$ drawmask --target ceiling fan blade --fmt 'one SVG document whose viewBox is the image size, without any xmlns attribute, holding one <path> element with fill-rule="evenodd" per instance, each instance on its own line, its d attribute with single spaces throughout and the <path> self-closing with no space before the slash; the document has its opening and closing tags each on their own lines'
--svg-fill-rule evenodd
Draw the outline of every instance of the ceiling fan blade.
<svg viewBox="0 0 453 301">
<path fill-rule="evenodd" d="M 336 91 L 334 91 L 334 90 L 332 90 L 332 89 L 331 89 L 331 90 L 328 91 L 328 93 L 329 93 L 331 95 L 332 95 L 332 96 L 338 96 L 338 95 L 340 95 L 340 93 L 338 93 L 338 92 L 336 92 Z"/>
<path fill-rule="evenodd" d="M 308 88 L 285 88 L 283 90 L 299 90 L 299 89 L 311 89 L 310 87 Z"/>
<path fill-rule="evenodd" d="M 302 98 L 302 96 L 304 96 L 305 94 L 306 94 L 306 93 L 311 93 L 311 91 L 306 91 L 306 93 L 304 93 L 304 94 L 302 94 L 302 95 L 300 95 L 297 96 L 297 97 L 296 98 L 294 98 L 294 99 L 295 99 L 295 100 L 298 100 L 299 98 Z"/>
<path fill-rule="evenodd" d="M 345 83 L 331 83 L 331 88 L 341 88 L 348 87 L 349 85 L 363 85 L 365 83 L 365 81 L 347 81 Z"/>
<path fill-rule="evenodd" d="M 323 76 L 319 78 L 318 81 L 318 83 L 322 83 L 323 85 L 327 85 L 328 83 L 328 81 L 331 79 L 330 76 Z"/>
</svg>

================================

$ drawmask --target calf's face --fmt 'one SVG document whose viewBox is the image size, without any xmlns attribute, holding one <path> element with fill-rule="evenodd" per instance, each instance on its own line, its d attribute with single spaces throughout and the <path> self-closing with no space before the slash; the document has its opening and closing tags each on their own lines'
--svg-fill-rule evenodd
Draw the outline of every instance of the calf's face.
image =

================================

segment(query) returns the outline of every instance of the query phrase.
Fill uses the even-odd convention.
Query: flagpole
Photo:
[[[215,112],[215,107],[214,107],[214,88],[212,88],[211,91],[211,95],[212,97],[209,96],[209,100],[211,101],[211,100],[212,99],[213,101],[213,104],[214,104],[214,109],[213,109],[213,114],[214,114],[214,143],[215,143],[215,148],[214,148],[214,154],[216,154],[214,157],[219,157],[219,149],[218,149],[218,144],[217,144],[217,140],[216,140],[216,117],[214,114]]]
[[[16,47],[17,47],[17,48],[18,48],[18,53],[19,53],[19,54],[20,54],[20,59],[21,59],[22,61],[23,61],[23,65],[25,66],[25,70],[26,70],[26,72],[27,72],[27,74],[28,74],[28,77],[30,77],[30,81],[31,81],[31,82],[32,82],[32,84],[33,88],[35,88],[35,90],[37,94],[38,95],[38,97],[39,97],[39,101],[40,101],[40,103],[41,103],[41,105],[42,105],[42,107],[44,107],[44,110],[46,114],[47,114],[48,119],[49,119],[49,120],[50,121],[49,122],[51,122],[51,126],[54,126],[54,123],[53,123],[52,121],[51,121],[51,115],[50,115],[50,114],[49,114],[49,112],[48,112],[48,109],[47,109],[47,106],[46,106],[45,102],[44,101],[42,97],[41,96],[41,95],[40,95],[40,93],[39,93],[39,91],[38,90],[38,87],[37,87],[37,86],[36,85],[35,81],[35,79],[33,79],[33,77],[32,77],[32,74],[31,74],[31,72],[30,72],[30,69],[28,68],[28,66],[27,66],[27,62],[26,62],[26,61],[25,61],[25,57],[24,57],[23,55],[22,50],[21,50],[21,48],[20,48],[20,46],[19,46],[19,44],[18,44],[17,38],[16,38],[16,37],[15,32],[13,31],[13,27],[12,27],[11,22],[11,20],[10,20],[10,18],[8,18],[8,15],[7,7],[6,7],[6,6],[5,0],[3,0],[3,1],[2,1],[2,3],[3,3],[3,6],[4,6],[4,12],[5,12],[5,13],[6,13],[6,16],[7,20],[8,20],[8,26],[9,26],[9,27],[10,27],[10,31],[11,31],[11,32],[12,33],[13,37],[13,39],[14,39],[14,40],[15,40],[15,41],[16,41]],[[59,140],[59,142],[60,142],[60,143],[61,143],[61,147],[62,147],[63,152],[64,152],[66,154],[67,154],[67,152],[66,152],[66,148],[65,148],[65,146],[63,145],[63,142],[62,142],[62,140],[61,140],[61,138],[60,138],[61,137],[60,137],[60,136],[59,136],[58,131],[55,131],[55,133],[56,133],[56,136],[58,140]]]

================================

Request: Copy every line of the records between the line holding "drawmask --target ceiling" and the line holding "345 83 L 331", inclusive, leaving the requests and their format text unchanged. In the answers, scale each number (the viewBox dimensions and the path coordinates) by 0.7 and round it to a whole number, rounding halves up.

Result for this task:
$ drawmask --target ceiling fan blade --fmt 'one SVG document whose viewBox is the image size, without any xmlns attribute, holding one <path> element with fill-rule="evenodd" per instance, each instance on its own line, its d attribute with single spaces throughout and the <path> self-closing with no space before the slash; the document has its opening and closing tags each on their own lines'
--svg-fill-rule evenodd
Draw the outline of every instance of the ceiling fan blade.
<svg viewBox="0 0 317 211">
<path fill-rule="evenodd" d="M 235 64 L 234 64 L 234 63 L 232 63 L 232 62 L 232 62 L 232 63 L 230 64 L 230 65 L 230 65 L 232 67 L 232 67 L 232 67 L 237 67 L 237 67 L 238 67 L 238 65 L 237 65 L 237 64 L 235 64 Z"/>
<path fill-rule="evenodd" d="M 216 62 L 200 62 L 198 63 L 209 63 L 209 62 L 218 62 L 217 61 Z"/>
<path fill-rule="evenodd" d="M 211 69 L 211 67 L 213 67 L 214 66 L 214 66 L 214 65 L 218 65 L 218 64 L 214 64 L 214 65 L 213 65 L 213 66 L 211 66 L 211 67 L 210 67 L 208 67 L 208 68 L 207 69 L 206 69 L 206 69 L 207 69 L 207 70 L 209 70 L 209 69 Z"/>
<path fill-rule="evenodd" d="M 242 58 L 232 58 L 232 62 L 239 62 L 244 61 L 244 60 L 254 60 L 256 58 L 256 57 L 243 57 Z"/>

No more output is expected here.